(Qué hacer):
Pasa a una lista JSON de cadenas las líneas del listado de abajo, desde la que contiene "Keypoint placement: for each instance of the dangling" hasta la que contiene "[(455, 82)]", las dos incluidas. Pon una cadena por línea y deja fuera las líneas en blanco.

(Extracto de datos):
──────────

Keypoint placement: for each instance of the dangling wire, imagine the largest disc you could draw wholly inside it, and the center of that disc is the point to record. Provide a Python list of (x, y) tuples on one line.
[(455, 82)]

──────────

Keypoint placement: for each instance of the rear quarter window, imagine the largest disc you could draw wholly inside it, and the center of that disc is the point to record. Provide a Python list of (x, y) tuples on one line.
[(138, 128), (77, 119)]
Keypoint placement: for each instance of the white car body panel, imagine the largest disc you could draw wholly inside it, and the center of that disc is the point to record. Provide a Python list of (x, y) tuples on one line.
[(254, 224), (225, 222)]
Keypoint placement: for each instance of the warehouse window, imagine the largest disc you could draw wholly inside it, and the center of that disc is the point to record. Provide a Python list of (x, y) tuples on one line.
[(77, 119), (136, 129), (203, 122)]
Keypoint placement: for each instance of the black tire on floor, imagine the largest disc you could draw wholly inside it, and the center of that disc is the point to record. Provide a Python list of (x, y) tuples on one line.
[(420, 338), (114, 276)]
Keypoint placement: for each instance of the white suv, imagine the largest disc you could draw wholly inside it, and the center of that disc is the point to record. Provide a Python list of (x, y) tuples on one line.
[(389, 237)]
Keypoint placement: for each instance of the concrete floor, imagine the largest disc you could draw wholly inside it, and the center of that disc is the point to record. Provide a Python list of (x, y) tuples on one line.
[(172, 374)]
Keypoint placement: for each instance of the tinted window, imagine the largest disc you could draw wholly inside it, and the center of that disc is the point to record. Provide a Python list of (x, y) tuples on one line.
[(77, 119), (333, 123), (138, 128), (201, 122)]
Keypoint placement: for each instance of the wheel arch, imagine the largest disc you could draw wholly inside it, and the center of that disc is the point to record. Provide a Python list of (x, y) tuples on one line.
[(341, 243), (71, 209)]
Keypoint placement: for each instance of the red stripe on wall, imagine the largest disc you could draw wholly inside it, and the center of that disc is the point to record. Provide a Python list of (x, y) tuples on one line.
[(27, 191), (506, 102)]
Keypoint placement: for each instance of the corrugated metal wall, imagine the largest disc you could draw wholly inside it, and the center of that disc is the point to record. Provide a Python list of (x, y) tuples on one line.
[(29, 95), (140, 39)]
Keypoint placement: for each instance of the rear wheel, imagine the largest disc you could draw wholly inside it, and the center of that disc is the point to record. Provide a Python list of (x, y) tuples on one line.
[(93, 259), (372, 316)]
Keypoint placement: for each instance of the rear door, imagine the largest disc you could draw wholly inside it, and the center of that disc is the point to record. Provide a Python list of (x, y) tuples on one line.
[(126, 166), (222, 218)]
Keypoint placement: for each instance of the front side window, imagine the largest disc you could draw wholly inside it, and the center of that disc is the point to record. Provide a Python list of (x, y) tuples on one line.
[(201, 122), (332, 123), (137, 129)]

──────────

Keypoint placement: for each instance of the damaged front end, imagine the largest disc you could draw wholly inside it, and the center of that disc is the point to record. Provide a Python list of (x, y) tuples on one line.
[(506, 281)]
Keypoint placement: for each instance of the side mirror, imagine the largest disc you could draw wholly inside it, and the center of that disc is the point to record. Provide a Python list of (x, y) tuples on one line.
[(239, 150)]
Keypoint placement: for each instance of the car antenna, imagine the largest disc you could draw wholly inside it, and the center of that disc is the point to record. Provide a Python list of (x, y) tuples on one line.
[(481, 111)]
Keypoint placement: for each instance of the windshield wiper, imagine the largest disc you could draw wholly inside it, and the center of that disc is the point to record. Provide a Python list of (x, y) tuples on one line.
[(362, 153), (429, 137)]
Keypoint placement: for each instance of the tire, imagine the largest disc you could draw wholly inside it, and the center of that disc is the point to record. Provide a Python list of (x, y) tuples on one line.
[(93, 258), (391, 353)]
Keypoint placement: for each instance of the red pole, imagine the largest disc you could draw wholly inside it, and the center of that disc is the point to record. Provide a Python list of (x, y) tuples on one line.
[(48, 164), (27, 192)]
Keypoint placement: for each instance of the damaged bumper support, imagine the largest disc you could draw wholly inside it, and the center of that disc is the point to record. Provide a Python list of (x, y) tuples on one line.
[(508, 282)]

──────────

(Resultado):
[
  "Keypoint placement: for each instance of the dangling wire, imagine the largest disc you could draw wholly inside it, and the center of that disc is the point to record. Provide a Python list of (x, y) tuples on one line.",
  "[(455, 82)]"
]